### What you will do
(a) On the augmentedImageDatastore page, what must responses not contain?
(b) Reproduce word for word the part of the augmentedImageDatastore page starting at "Data Types: single" and ending at "number of responses.".

### Passage to read
Main Content

augmentedImageDatastore

Transform batches to augment image data

Description

An augmented image datastore transforms batches of training, validation, test, and prediction data, with optional preprocessing such as resizing, rotation, and reflection. Resize images to make them compatible with the input size of your deep learning network. Augment training image data with randomized preprocessing operations to help prevent the network from overfitting and memorizing the exact details of the training images.

To train a network using augmented images, supply the augmentedImageDatastore to the trainnet function. For more information, see Preprocess Images for Deep Learning.

  • When you use an augmented image datastore as a source of training images, the datastore randomly perturbs the training data for each epoch, so that each epoch uses a slightly different data set. The actual number of training images at each epoch does not change. The transformed images are not stored in memory.

  • An imageInputLayer normalizes images using the mean of the augmented images, not the mean of the original data set. This mean is calculated once for the first augmented epoch. All other epochs use the same mean, so that the average image does not change during training.

  • Use an augmented image datastore for efficient preprocessing of images for deep learning, including image resizing. Do not use the ReadFcn option of ImageDatastore objects. ImageDatastore allows batch reading of JPG or PNG image files using prefetching. If you set the ReadFcn option to a custom function, then ImageDatastore does not prefetch and is usually significantly slower.

By default, an augmentedImageDatastore only resizes images to fit the output size. You can configure options for additional image transformations using an imageDataAugmenter.

Creation

Description

auimds = augmentedImageDatastore(outputSize,imds) creates an augmented image datastore for classification problems using images from image datastore imds, and sets the OutputSize property.

auimds = augmentedImageDatastore(outputSize,X,Y) creates an augmented image datastore for classification and regression problems. The array X contains the predictor variables and the array Y contains the categorical labels or numeric responses.

auimds = augmentedImageDatastore(outputSize,X) creates an augmented image datastore for predicting responses of image data in array X.

auimds = augmentedImageDatastore(outputSize,tbl) creates an augmented image datastore for classification and regression problems. The table, tbl, contains predictors and responses.

auimds = augmentedImageDatastore(outputSize,tbl,responseNames) creates an augmented image datastore for classification and regression problems. The table, tbl, contains predictors and responses. The responseNames argument specifies the response variables in tbl.

auimds = augmentedImageDatastore(___,Name,Value) creates an augmented image datastore, using name-value pairs to set the ColorPreprocessing, DataAugmentation, OutputSizeMode, and DispatchInBackground properties. You can specify multiple name-value pairs. Enclose each property name in quotes.

For example, augmentedImageDatastore([28,28],myTable,'OutputSizeMode','centercrop') creates an augmented image datastore that crops images from the center.

example

Input Arguments

expand all

Image datastore, specified as an ImageDatastore object.

Images, specified as a 4-D numeric array. The first three dimensions are the height, width, and channels, and the last dimension indexes the individual images.

Data Types: single | double | uint8 | int8 | uint16 | int16 | uint32 | int32

Responses for classification or regression, specified as one of the following:

  • For a classification problem, Y is a categorical vector containing the image labels.

  • For a regression problem, Y can be an:

    • n-by-r numeric matrix. n is the number of observations and r is the number of responses.

    • h-by-w-by-c-by-n numeric array. h-by-w-by-c is the size of a single response and n is the number of observations.

Responses must not contain NaNs.

### Information given
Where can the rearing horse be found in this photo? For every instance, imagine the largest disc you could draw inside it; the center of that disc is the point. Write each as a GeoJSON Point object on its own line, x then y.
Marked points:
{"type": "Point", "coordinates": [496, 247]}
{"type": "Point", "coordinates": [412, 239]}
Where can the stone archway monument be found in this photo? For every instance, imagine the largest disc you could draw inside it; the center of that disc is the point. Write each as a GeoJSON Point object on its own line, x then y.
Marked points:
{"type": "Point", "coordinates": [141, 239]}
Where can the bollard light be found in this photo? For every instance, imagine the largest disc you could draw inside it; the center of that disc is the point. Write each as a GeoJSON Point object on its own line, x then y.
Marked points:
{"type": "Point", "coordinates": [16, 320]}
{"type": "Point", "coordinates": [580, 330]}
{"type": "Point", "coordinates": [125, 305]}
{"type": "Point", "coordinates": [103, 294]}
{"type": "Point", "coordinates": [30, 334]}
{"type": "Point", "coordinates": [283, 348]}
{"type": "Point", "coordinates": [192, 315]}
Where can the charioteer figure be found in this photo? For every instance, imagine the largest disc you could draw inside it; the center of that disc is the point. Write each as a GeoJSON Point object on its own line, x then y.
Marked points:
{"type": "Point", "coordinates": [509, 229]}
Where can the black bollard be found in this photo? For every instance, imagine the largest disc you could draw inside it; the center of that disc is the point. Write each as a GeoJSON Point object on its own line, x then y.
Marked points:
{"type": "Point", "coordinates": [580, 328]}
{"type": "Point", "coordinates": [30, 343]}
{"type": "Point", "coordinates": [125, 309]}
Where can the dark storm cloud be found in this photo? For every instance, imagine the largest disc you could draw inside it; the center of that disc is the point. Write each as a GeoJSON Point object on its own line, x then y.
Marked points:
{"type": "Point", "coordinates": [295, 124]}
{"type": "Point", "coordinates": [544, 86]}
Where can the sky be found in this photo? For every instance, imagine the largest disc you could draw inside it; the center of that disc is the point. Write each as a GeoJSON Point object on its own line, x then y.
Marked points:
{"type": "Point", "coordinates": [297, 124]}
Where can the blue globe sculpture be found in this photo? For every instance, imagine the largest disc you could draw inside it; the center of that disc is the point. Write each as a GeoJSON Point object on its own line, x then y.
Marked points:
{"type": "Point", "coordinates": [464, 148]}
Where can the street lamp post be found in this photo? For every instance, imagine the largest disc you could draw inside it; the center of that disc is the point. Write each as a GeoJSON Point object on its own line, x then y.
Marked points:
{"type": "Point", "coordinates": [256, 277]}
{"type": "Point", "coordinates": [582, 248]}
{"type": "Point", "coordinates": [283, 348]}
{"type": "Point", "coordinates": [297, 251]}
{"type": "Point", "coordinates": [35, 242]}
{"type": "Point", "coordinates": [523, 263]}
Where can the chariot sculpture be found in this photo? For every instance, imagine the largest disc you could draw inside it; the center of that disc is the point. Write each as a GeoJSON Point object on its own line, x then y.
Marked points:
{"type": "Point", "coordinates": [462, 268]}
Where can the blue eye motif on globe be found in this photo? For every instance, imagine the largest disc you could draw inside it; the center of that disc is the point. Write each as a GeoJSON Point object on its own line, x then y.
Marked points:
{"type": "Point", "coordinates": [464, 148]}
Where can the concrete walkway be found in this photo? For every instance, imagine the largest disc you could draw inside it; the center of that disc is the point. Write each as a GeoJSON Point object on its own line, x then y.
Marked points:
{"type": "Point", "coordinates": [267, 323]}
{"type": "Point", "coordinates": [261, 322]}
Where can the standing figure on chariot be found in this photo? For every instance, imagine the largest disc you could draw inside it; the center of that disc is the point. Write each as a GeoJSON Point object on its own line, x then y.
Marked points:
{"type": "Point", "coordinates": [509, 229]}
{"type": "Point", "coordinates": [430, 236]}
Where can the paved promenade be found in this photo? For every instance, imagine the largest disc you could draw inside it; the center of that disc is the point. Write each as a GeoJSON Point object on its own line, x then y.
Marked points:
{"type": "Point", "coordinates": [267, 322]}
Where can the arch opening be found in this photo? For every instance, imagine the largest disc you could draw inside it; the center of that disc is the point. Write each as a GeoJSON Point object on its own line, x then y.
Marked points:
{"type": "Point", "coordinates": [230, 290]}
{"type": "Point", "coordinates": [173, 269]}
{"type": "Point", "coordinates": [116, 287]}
* * *
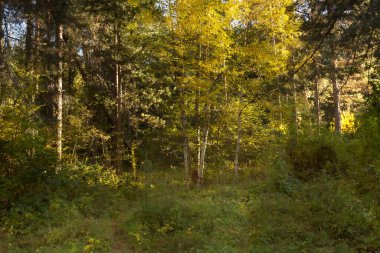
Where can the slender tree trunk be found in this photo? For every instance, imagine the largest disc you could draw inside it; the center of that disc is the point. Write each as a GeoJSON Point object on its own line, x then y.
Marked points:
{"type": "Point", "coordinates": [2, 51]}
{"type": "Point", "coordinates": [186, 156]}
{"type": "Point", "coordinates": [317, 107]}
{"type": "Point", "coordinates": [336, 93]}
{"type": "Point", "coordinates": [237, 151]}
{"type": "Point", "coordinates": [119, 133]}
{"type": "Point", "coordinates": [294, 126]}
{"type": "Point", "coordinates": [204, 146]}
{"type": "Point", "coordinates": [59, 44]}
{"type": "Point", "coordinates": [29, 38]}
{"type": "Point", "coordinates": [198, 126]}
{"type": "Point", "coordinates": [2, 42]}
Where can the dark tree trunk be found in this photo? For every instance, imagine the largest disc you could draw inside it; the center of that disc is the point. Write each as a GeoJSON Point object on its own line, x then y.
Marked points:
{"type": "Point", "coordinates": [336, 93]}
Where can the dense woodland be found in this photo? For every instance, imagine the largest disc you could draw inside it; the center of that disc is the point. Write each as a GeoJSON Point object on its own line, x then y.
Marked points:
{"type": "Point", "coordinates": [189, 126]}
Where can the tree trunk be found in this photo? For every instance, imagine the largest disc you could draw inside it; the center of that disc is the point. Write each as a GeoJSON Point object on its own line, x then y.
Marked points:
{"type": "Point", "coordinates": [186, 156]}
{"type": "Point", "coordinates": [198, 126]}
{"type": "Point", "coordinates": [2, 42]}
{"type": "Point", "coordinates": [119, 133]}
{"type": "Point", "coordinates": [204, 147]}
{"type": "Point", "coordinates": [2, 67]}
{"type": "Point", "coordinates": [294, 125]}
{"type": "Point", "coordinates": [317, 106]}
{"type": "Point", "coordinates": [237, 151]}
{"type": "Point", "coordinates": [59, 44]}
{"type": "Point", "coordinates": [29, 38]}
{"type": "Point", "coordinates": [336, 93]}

### Solutions to each task
(a) NaNs.

(b)
Data Types: single | double | uint8 | int8 | uint16 | int16 | uint32 | int32

Responses for classification or regression, specified as one of the following:

  • For a classification problem, Y is a categorical vector containing the image labels.

  • For a regression problem, Y can be an:

    • n-by-r numeric matrix. n is the number of observations and r is the number of responses.